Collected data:
/---

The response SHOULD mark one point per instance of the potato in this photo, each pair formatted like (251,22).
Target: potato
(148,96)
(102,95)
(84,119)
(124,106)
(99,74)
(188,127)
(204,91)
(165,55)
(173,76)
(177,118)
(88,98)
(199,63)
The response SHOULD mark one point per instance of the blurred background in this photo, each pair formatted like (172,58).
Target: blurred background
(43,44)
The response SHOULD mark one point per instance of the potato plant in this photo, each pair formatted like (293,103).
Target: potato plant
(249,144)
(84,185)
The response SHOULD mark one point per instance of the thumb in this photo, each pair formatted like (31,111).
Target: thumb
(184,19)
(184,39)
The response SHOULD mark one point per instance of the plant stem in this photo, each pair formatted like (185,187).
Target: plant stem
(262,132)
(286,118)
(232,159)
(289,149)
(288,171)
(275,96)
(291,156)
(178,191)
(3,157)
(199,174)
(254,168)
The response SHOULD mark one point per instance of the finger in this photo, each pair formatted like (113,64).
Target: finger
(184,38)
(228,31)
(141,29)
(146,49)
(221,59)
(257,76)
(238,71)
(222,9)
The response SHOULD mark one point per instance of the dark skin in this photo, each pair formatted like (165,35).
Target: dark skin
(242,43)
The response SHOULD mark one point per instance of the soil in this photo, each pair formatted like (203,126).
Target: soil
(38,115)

\---

I'd like an exact copy of the lines above, from the very first one through the line that contains "The response SHOULD mark one point per instance of the finger", with nothing else added.

_THE COMPLETED TASK_.
The response SHOULD mark one point per instance of the potato in this photo, each pair formatted like (251,22).
Target: potato
(148,96)
(102,95)
(84,119)
(124,106)
(99,74)
(188,127)
(204,91)
(165,55)
(173,76)
(177,118)
(88,98)
(199,63)
The response SHOULD mark one point per instance of the blurred background in this photo, each pair formatted like (172,58).
Target: blurred background
(43,44)
The response SHOULD mark one point per instance of the potato plant in this photo, each pair formatted like (293,103).
Target: potato plant
(249,144)
(84,185)
The response SHOULD mark one point per instance of the thumb in this photo, each pair formatted like (31,111).
Target: thumb
(184,19)
(184,39)
The response SHOULD mark one point per instance of the plant stem in this photo, each pair formatted like (185,187).
Target: plant stem
(262,132)
(286,118)
(232,159)
(289,149)
(288,171)
(275,96)
(291,156)
(178,191)
(3,157)
(199,174)
(254,168)
The response SHOULD mark one point per instance of the finger in this photo, each pair formatted like (113,64).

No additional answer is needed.